▶ **Assignment**
Repeat exactly the lines of the listing from the line containing "Objective — one point per instance of the green eye" through its last line, and nothing beyond them.
[Data for processing — start]
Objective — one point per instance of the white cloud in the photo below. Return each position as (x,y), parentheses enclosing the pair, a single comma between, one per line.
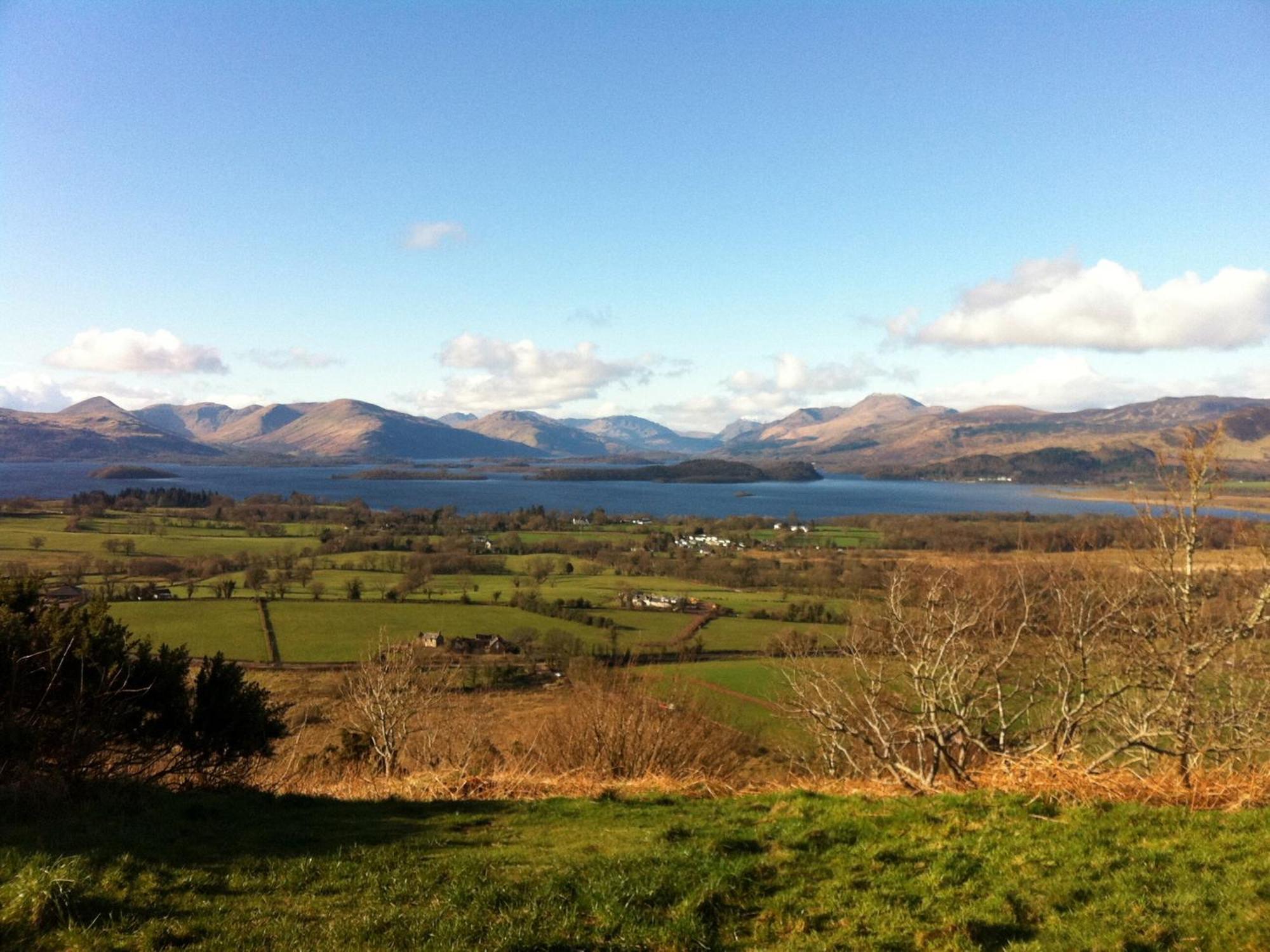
(135,351)
(792,384)
(1057,303)
(1071,383)
(429,235)
(30,392)
(796,379)
(293,359)
(1057,383)
(502,375)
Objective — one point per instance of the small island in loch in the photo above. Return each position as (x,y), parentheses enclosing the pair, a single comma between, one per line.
(689,472)
(131,473)
(393,474)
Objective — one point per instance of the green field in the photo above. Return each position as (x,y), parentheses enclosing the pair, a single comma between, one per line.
(205,628)
(342,631)
(745,695)
(172,540)
(796,871)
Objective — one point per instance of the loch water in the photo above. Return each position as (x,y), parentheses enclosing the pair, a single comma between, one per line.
(834,496)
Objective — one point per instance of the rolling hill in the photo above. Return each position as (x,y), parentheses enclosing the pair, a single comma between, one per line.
(893,436)
(636,433)
(882,435)
(538,432)
(93,430)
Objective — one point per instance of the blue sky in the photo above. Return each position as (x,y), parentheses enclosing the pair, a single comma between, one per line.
(688,211)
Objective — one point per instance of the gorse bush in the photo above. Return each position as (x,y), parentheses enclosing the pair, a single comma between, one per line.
(41,894)
(615,729)
(1155,663)
(84,699)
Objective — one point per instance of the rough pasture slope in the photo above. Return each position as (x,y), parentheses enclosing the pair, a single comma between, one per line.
(794,871)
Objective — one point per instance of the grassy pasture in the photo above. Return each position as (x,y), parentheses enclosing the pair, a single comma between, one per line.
(176,541)
(745,695)
(792,871)
(205,628)
(751,634)
(342,631)
(824,536)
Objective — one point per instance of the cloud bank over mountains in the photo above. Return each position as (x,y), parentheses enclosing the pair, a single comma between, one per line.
(1059,303)
(1053,336)
(134,351)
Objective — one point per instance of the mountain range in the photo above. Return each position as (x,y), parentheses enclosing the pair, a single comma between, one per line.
(882,435)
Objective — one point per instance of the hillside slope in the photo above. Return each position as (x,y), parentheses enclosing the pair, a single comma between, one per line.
(538,432)
(93,430)
(625,433)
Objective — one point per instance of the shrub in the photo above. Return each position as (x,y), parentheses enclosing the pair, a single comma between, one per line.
(87,700)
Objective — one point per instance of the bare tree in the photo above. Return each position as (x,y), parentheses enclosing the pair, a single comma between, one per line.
(930,687)
(1200,691)
(392,697)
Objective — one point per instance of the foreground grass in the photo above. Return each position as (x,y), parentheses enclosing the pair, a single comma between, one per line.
(780,871)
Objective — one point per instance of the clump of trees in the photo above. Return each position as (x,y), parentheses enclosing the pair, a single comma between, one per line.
(87,700)
(1159,662)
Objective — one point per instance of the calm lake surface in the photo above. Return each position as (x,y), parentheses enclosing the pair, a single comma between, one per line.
(835,496)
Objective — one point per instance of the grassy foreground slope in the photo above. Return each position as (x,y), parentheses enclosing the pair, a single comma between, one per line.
(783,871)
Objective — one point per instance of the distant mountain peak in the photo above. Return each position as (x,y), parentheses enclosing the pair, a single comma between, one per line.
(93,407)
(888,400)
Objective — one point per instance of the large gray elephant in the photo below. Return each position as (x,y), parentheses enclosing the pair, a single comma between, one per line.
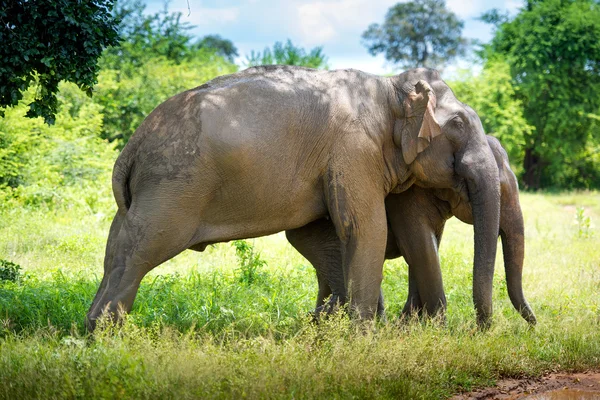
(275,148)
(416,220)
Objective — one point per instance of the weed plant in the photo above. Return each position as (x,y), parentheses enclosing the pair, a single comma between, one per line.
(233,321)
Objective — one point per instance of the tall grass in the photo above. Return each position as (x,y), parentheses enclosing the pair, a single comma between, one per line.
(218,325)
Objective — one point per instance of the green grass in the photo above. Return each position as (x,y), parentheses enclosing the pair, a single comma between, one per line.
(201,329)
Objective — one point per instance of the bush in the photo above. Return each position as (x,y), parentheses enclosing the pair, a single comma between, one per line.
(9,271)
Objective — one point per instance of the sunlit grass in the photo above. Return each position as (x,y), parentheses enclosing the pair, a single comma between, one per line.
(197,330)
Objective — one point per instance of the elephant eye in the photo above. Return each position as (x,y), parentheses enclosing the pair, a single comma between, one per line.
(458,122)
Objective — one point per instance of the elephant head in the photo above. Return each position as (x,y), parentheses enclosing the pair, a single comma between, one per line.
(443,144)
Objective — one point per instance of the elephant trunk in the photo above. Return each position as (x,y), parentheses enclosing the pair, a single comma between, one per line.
(480,171)
(512,233)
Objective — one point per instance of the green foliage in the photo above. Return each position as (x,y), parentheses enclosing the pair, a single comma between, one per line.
(154,61)
(9,271)
(288,54)
(50,165)
(419,33)
(48,41)
(584,224)
(251,265)
(127,99)
(221,47)
(492,95)
(553,48)
(144,37)
(196,332)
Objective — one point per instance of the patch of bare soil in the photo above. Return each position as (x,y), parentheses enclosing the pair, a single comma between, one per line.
(556,386)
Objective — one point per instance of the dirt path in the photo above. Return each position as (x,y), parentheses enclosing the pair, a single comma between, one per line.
(557,386)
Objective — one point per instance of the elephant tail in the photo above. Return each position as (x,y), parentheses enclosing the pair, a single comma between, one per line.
(121,178)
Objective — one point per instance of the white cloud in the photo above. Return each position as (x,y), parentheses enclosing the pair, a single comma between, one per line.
(230,14)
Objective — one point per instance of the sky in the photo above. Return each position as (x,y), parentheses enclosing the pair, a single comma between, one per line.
(337,25)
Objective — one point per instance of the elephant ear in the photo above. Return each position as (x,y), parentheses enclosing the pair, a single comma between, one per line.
(414,131)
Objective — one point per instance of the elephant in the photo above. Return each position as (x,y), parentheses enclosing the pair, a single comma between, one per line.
(273,148)
(416,219)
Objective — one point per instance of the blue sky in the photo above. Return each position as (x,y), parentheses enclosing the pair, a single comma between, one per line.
(336,25)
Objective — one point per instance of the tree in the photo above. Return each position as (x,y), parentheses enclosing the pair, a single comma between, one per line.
(419,33)
(48,41)
(143,37)
(154,61)
(288,54)
(553,48)
(222,47)
(492,95)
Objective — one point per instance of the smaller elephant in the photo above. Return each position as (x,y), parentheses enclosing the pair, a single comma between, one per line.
(416,220)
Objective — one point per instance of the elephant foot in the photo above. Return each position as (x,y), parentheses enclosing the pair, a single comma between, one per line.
(331,306)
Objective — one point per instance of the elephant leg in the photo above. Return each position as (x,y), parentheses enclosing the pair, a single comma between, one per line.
(320,245)
(417,224)
(422,255)
(139,240)
(357,211)
(413,305)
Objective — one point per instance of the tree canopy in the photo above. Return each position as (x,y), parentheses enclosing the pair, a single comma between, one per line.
(50,41)
(419,33)
(288,54)
(553,49)
(222,47)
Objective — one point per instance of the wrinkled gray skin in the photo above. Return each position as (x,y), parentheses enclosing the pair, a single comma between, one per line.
(416,220)
(275,148)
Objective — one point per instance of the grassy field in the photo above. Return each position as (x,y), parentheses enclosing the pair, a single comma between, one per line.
(200,329)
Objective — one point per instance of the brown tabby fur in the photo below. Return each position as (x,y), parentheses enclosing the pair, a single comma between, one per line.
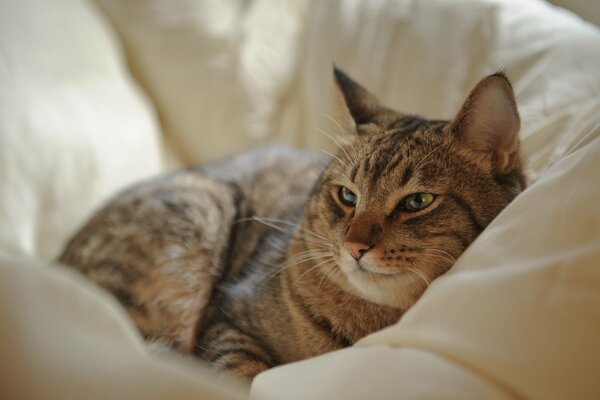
(245,263)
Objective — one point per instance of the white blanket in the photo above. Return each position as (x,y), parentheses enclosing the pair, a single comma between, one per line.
(518,316)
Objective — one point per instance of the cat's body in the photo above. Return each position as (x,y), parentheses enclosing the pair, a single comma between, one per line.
(278,255)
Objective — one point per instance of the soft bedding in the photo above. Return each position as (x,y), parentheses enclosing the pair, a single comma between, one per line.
(517,317)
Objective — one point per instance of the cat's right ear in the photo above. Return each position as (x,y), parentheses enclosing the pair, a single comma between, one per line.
(363,107)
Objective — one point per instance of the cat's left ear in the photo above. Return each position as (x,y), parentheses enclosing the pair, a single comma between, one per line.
(489,123)
(364,108)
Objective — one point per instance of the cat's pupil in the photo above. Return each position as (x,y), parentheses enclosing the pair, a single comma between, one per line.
(418,201)
(347,197)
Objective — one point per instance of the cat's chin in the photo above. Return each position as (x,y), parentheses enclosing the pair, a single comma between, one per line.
(398,289)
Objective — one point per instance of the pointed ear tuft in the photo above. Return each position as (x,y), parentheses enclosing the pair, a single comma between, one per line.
(489,123)
(361,104)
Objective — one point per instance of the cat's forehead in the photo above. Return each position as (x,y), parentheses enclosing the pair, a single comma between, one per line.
(393,152)
(408,136)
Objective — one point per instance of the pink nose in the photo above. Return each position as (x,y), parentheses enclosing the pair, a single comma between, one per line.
(356,250)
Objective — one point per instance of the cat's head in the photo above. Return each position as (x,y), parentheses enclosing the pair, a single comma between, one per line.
(405,196)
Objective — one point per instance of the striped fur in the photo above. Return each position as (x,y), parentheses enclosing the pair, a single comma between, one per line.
(245,262)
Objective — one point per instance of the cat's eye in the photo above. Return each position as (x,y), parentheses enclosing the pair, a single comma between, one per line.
(417,201)
(347,197)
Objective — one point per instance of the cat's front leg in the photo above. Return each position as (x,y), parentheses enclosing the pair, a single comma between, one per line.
(228,349)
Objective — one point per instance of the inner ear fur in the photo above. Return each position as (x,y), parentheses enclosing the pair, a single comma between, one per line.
(488,122)
(361,105)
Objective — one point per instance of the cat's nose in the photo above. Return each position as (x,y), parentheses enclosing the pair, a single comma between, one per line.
(357,250)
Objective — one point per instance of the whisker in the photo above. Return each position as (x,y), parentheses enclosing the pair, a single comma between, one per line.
(450,256)
(334,156)
(414,269)
(312,268)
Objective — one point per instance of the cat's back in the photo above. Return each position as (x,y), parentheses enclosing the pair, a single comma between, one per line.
(161,245)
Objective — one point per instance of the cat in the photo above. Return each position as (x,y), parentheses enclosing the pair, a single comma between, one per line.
(277,255)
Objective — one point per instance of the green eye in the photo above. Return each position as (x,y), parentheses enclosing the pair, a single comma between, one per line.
(417,201)
(347,197)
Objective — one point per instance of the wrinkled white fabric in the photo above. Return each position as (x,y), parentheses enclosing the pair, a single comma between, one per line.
(63,338)
(73,126)
(517,317)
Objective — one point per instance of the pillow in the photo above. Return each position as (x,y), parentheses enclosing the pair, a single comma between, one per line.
(62,337)
(216,70)
(73,126)
(518,315)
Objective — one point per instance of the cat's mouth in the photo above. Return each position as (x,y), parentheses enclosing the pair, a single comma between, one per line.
(366,268)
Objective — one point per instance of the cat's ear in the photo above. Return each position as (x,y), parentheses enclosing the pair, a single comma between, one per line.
(363,107)
(489,123)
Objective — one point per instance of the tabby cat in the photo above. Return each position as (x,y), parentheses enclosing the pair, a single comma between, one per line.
[Data for processing — finish]
▶ **Solution to this task**
Objective — one point per instance of the green eye in the photo above. Return each position as (x,y), parentheses enclosing the pair, a single comma between, one per line.
(417,201)
(347,197)
Objective — one point per instance of the wrinkled white fabric in the photo above. Return each position as (x,y), parentheses enclosing the pair, a single comma between, one per line.
(63,338)
(73,126)
(517,317)
Objective — one point per instance of the pillow in the photo above. Return each position as (x,y), parentheses enclosing the pair, a single comma between, one per line.
(62,337)
(216,70)
(73,126)
(518,315)
Objective — one point per instance of the cat's mouth in the photo above. Return each position as (x,y), parentheses enclosing the pair, a single comma between, one per line.
(366,268)
Objective — one point per instance of the cat's ear in the photo above. Return each position as (x,y), parentheses enclosing the pair, a single comma between, one per line.
(363,107)
(489,123)
Objective — one point per instance of the tabby cat in the photo above. Return each position as (x,y), parentheses enclosing the pair, a single comma between, one per line.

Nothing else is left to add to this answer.